Prompt:
Rewrite the lines below as a numbered list, skipping any blank lines and leaving out the pictures.

Entries from an annotation dataset:
◇ ◇ ◇ ◇

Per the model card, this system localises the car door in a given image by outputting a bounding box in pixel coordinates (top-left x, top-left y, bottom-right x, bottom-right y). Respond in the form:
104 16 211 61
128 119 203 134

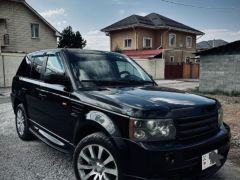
24 54 46 124
39 53 74 141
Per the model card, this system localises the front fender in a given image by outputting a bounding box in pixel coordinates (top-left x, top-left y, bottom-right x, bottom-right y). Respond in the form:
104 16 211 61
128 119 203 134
86 111 121 137
74 110 126 149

◇ ◇ ◇ ◇

Task response:
1. Per the model card, this system localises the car door in a given image by outputting a bounding box in pixel coordinates (top-left x, top-left y, bottom-right x, bottom-right y). Respond in the form:
2. 104 16 211 61
3. 128 119 203 134
4. 24 54 46 124
5. 39 53 74 141
6. Per the model card, this system localises the front fender in a given image by outputting a bounding box in pixel coordinates (top-left x, top-left y, bottom-right x, bottom-right y). Respond in the form:
7. 104 16 211 61
8. 128 119 203 134
9. 86 111 121 137
10. 74 110 126 149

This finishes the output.